◆ **Source passage**
Start
Your views on Online Dating....

Canada
October 12, 2007 8:45am CST
I have known this guy in BC, Canada for 8 years now. I really want to meet him in person but Im scared to go alone to BC. He says he wants to meet me too but he is always busy with his career and all. So he asked me to go out there to see him. I live in Ontario and he lives in British Columbia. So it would be a plane ride away. I am not sure that I want to be that far away from my home if I need help in anyway. I trust him to some degree but not completely. What are your views on online dating? Do you think I should go there or convince him he should come here or give up on the idea totally?
10 responses
@theprogamer (10534)
• United States
12 Oct 07
I don't care how people date. I do have a problem that a few countries, movements and organizations are starting to restrict dating. Its rather troubling.
1 person likes this
• United States
12 Oct 07
Well.. is he at least willing to pay for the plane ride. Some of us can't afford to fly, or can't drive long distance. However, if you don't trust him enough to go see him, then him coming to see you isn't that much better. He can still pour something in ya drink and drag ya off to tie you to the train tracks while wearing his black villain hat and twirling his mustache. Seems to me, that if he can't afford to take a weekend off to come see you, that you'd be bored at his place anyway, since he wouldn't be there much due to working.
• United States
13 Oct 07
True that and what not. He's probably a nice enough fella, but if he was me and I had been talking to someone I wanted to move in with me for 8 years i'd at least get a room at a hotel near them for a weekend so that if things go bad I still had somewhere to sleep and no one had the home field advantage. But if you do go, be sure to bring some zip ties though in case things get interesting. festive pink ones I should think.
• Canada
12 Oct 07
Thats hilarious! I never thought about him spiking my drink to tie me to train tracks while wearing a black villain hat and twirling his mustache. I supposed it doesn't make sense for me to go there if he is so called "busy" which makes it pretty confusing and frustrating. Its just hard to give up on the idea of meeting him since I have known him for so long!
@kitty1234 (1476)
• United States
12 Oct 07
DON'T GO!!!! He has time to be online, so he has time to make a move to visit you! This is weird how he doesn't want to come to you, most gentlemen would want to make the first visit. I do not trust online dating, they always have a wife tucked away somewhere. Test it, see if you and a friend can stay with him if you go, when he says no for any reason) you can be sure he has a wife!
End
◆ **Written task 1**
Answer these from the online dating forum thread:
(a) How many years has the original poster known the man in British Columbia?
(b) In which province does the original poster live?
(c) According to kitty1234, what do people in online dating always have tucked away somewhere?
◆ **Written task 2**
Extend the online dating forum thread, starting right after its final sentence.

(Pointing records)
Start
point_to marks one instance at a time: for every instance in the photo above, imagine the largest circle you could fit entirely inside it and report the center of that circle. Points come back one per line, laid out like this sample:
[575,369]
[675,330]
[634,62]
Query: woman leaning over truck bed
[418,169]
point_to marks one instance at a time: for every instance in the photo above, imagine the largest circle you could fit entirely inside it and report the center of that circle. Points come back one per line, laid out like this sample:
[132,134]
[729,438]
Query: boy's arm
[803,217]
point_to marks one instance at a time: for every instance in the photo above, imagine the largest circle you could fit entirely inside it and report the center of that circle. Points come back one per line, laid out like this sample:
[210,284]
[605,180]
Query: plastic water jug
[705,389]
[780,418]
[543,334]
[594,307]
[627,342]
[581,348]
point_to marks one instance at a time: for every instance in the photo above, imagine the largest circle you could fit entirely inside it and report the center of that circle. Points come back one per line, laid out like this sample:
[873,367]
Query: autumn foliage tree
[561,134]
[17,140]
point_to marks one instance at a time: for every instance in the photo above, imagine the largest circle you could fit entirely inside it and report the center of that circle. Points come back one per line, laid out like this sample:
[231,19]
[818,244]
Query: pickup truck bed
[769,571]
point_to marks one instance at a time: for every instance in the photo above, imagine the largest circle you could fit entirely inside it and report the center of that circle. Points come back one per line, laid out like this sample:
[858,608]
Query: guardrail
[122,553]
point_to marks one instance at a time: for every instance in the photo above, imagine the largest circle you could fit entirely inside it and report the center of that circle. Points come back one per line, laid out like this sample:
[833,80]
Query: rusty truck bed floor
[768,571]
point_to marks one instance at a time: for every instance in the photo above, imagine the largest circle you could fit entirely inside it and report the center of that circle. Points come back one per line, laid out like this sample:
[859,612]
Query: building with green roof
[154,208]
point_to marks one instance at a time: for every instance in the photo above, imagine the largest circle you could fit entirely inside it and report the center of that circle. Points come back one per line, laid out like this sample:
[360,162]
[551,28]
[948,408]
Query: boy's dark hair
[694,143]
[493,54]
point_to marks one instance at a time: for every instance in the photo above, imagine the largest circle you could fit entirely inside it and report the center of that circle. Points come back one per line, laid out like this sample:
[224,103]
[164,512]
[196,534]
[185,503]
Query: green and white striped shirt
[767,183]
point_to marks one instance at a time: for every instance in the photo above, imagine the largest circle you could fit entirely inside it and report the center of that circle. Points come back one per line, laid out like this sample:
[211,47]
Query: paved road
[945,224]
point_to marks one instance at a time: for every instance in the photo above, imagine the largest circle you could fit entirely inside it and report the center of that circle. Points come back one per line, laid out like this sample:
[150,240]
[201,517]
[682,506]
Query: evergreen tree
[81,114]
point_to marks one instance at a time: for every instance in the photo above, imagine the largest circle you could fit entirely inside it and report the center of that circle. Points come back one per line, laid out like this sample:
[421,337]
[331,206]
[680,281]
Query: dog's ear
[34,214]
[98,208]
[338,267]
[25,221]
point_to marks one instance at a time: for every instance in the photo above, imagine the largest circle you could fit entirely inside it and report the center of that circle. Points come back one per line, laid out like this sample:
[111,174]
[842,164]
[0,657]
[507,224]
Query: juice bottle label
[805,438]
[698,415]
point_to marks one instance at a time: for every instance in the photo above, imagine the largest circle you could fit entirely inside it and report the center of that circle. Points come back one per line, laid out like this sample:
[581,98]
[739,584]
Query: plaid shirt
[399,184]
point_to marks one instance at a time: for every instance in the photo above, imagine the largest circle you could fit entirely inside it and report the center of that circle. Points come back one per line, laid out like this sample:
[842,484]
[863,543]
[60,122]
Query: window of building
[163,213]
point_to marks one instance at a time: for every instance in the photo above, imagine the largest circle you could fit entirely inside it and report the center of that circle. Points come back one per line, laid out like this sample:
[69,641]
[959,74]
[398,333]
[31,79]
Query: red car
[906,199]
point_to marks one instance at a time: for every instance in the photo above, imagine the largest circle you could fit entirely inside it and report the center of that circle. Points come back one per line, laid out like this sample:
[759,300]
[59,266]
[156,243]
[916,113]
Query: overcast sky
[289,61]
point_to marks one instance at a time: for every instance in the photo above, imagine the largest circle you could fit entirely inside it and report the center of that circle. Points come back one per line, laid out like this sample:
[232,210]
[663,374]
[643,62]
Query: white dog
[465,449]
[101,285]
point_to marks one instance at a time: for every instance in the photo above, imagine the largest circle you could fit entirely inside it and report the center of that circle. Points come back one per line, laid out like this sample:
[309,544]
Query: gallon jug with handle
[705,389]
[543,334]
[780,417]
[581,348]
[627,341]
End
◆ **Written answer 1**
(a) 8 years
(b) Ontario
(c) A wife

◆ **Written answer 2**
• Canada
12 Oct 07
See thats the thing. When he invited me to go see him he wanted me to stay at his place. If he had a wife, why would he want me to stay at his place? He also said that if we actually got along he wanted me to move there. He totally confuses me!!
• Canada
13 Oct 07
Excellent advice.
• United States
12 Oct 07
I would have to say that if he's too busy with his career then he's too busy to make time for you. If he really wants to have a relationship with you then he needs to make time for you. I agree with some of the other responses of not going alone, take some girlfriends and make a trip out of it or you could ask him to meet you somewhere halfway. With myself, I met my husband online, after only talking online for a month I jumped on a plane and moved to be with him and we've been together for 7 years and have a son together. It could be the best thing in your life but it can also be a disappointment. Use your best judgement. BTW, I am new here.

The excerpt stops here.